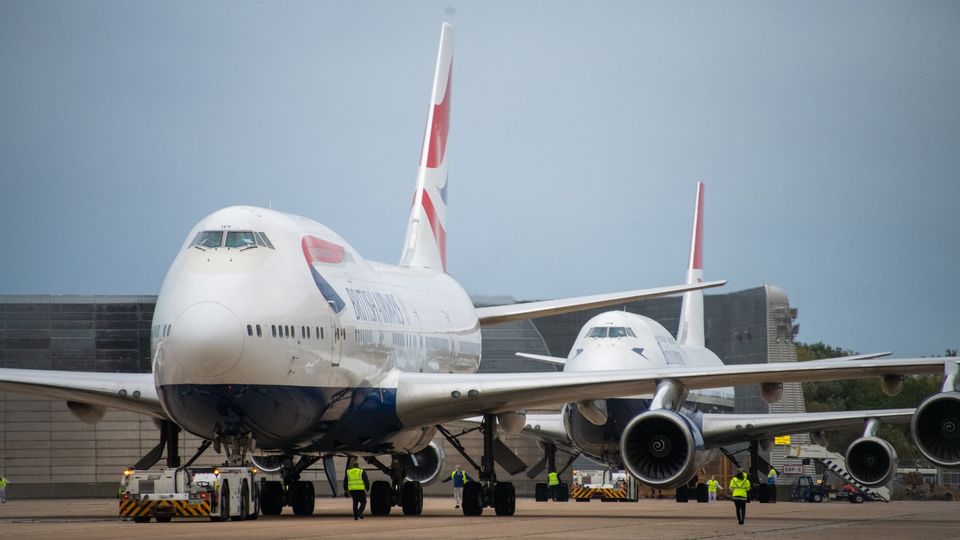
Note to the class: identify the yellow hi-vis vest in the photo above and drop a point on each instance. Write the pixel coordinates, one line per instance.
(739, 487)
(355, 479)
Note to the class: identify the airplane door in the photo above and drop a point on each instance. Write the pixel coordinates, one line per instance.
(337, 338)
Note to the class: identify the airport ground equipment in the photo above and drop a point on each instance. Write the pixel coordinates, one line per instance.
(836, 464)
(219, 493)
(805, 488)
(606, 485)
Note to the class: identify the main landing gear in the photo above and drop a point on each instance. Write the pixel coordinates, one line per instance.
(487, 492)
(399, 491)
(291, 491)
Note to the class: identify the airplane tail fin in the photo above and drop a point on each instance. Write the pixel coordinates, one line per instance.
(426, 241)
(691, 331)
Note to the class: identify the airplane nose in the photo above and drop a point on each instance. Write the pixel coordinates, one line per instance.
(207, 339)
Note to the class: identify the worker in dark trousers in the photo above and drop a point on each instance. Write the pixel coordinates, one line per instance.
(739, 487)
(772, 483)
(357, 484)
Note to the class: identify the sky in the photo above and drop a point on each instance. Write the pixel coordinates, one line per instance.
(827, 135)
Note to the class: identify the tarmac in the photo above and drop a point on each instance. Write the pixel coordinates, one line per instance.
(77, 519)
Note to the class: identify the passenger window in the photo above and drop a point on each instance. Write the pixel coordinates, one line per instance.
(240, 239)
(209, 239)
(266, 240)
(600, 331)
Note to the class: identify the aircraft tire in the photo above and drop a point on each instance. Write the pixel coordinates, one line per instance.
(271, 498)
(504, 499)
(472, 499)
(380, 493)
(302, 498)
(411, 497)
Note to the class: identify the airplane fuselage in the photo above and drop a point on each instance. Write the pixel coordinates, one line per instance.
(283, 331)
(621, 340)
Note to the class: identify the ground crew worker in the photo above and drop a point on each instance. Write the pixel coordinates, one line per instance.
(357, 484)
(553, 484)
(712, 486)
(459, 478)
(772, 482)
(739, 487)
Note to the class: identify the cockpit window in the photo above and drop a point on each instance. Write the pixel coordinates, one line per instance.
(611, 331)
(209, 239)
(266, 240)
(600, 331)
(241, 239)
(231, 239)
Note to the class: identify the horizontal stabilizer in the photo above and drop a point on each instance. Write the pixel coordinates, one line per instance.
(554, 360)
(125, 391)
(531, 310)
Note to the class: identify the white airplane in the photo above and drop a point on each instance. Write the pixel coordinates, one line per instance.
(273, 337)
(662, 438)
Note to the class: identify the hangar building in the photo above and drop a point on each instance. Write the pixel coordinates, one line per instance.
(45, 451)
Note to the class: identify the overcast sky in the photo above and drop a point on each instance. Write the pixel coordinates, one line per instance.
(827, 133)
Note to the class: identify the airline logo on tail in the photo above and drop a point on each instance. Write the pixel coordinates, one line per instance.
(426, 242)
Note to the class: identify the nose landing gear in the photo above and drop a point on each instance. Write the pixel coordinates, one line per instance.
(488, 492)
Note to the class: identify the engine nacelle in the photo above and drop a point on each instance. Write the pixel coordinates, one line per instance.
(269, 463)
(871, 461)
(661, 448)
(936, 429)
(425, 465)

***

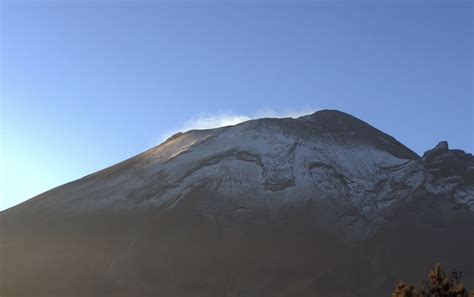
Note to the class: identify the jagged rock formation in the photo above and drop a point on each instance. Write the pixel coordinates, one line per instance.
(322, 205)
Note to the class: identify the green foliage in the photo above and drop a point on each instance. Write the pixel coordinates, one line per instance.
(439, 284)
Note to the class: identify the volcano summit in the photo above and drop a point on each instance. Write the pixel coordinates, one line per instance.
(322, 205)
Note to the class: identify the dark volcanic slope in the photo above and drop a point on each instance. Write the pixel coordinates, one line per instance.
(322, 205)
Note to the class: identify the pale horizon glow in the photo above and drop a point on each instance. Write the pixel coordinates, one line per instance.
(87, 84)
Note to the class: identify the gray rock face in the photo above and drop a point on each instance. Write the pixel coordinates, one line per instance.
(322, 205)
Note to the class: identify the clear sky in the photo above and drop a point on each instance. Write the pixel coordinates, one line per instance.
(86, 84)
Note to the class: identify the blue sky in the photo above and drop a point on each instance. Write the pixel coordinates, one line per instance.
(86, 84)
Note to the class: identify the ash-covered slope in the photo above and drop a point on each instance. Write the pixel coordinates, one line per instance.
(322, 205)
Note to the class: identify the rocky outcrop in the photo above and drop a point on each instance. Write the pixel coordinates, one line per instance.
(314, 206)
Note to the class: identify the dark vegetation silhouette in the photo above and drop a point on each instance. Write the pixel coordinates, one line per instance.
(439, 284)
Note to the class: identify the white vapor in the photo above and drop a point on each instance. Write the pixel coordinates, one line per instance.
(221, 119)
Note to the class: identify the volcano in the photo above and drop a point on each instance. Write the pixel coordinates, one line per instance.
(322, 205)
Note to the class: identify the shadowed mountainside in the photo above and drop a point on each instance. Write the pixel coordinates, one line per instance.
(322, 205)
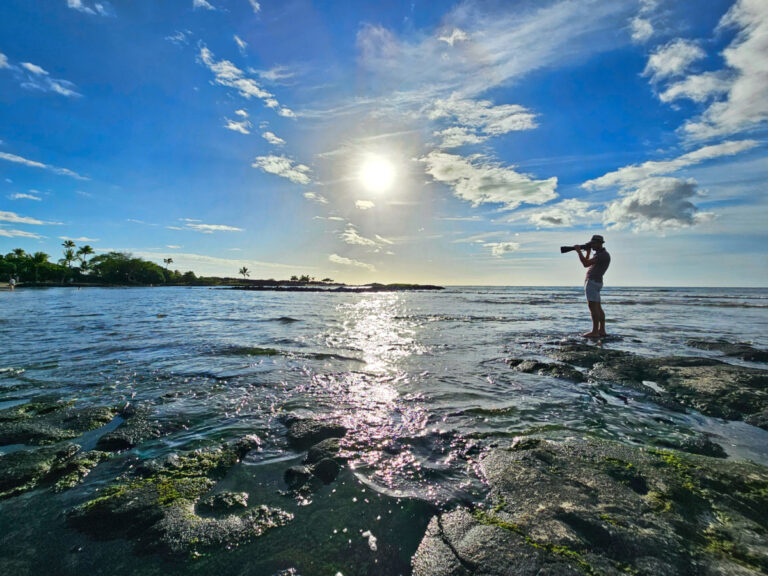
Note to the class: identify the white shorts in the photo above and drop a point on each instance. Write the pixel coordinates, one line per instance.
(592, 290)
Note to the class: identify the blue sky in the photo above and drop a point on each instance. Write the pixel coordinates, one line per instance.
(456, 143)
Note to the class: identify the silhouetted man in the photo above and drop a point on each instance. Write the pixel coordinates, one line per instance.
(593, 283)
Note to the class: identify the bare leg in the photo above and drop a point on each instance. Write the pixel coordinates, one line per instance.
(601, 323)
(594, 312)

***

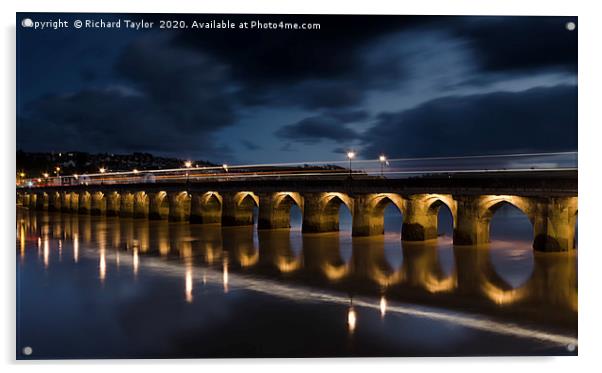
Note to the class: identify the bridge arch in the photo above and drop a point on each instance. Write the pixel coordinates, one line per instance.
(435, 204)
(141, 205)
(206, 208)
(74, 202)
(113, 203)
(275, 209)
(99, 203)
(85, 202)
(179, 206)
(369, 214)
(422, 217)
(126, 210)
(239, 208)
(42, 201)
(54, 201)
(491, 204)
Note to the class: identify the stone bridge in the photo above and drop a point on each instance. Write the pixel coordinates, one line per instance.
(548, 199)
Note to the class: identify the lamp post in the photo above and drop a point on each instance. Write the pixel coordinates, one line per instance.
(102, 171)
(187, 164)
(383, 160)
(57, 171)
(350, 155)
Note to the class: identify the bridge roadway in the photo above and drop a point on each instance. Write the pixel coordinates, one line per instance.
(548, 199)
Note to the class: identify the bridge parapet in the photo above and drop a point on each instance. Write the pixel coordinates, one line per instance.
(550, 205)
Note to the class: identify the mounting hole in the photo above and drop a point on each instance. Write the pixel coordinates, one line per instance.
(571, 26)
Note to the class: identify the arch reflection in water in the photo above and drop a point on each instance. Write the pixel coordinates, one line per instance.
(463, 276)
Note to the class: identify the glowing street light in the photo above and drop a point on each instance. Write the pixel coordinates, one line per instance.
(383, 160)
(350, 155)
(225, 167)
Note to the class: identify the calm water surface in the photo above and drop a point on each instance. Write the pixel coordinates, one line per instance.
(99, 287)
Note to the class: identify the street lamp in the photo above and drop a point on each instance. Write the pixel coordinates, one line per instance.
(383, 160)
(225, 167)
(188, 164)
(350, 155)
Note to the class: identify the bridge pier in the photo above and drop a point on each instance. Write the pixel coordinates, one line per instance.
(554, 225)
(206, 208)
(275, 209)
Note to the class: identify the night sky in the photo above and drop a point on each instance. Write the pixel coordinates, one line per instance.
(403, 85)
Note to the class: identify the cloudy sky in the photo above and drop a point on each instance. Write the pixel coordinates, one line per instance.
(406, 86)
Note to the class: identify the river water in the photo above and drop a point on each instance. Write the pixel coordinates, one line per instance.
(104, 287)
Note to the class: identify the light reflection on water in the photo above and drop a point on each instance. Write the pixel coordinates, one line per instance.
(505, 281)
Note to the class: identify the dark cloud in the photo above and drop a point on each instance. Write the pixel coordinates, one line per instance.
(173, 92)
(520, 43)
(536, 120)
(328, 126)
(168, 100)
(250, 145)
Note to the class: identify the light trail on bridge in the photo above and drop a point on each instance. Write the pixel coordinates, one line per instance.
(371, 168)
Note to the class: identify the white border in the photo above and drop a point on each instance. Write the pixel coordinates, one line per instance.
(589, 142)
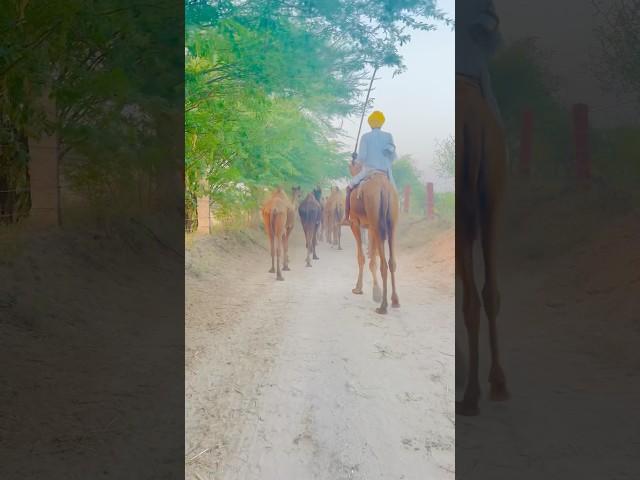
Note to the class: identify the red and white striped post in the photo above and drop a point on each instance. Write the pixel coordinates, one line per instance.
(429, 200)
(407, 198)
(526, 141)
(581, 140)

***

■ **Brief**
Pick out every line in the rows above that contains the string "window", matching case exactly, and copy each such line.

■ **Result for this exercise**
Note to the class: identify the passenger window in the photo above and drop a point on each instance. Write the pixel coordinates, one line per instance.
Note to the class: identify the cockpit window in the photo above and drop a point on each instance. Write the pixel coordinates, one line per instance.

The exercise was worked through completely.